● Record extracts:
────────
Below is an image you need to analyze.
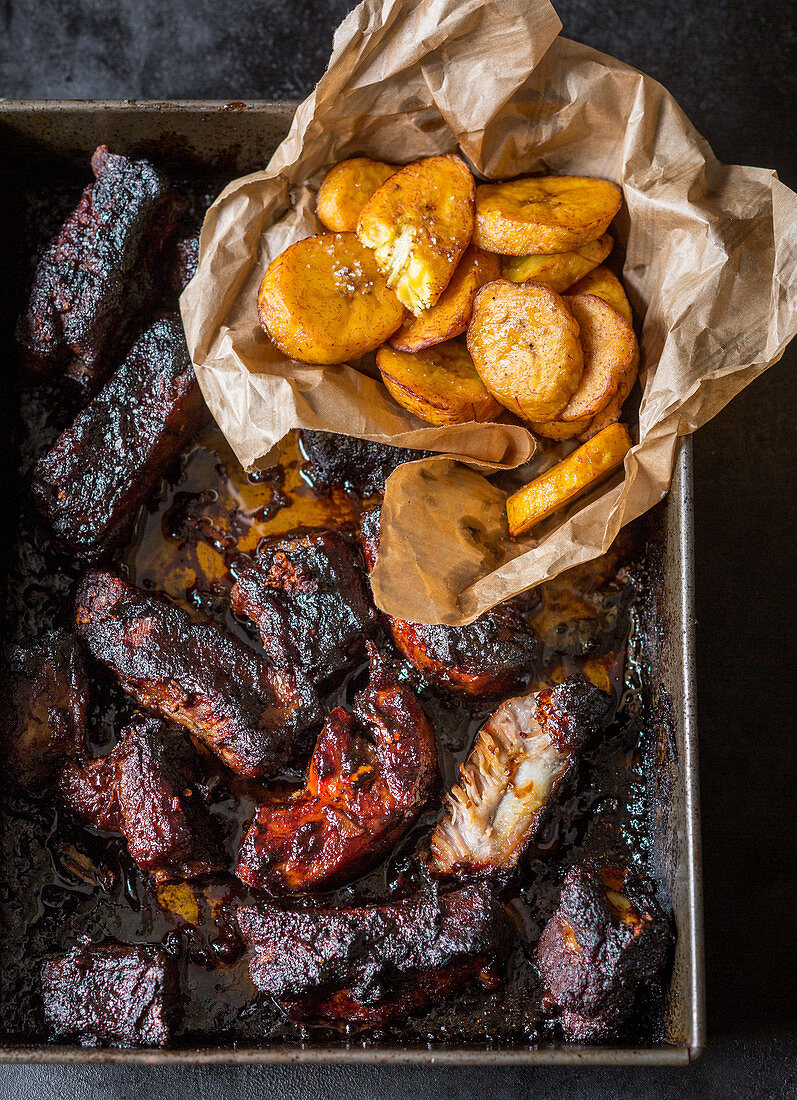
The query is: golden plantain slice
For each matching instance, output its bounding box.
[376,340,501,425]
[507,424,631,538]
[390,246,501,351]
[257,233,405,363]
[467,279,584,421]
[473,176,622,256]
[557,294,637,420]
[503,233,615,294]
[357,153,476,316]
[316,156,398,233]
────────
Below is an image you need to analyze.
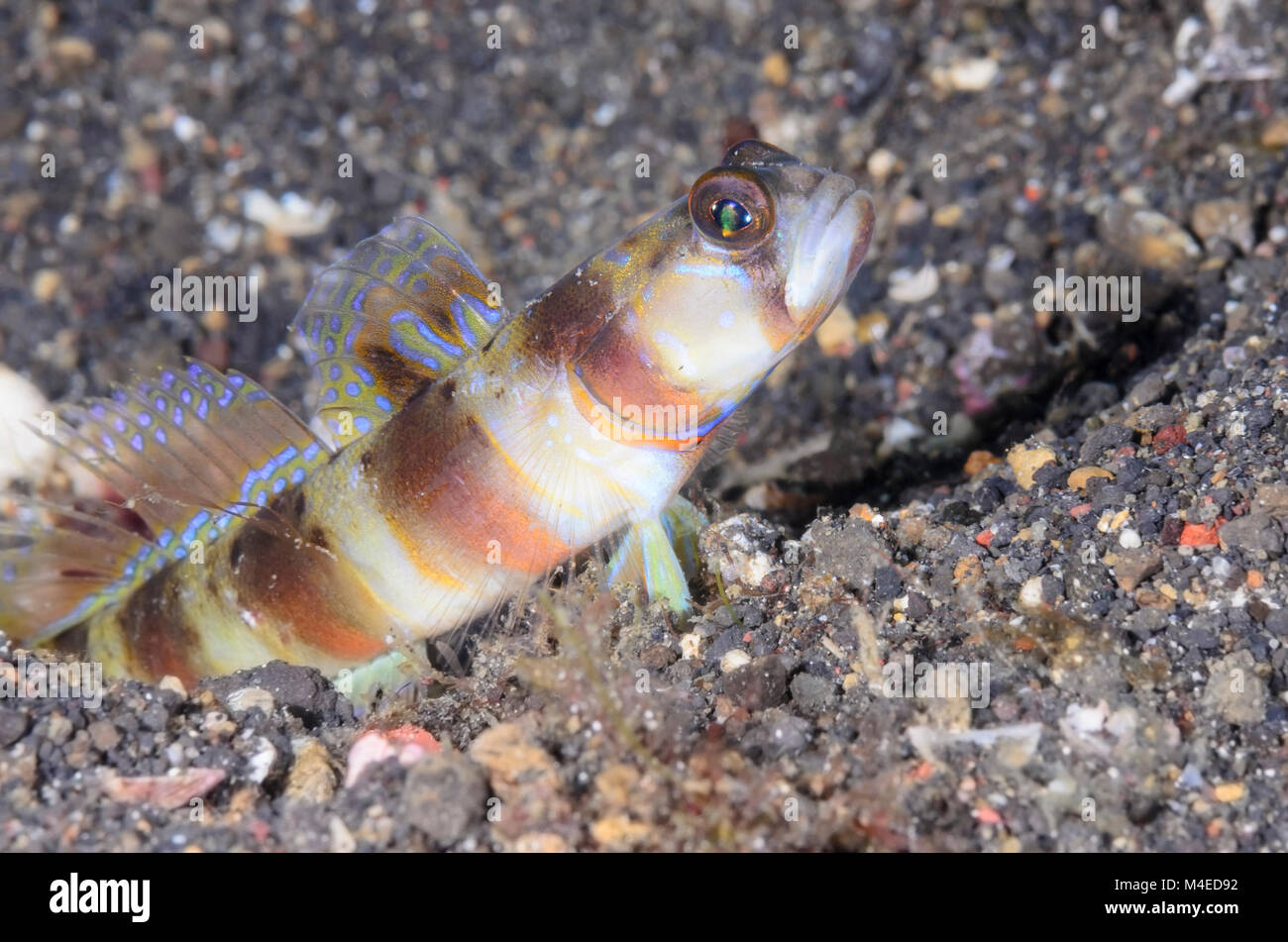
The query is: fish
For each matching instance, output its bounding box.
────────
Extract every line above that contains the string "query". Matching is case-sensitive.

The query is: golden plantain slice
The query is: fish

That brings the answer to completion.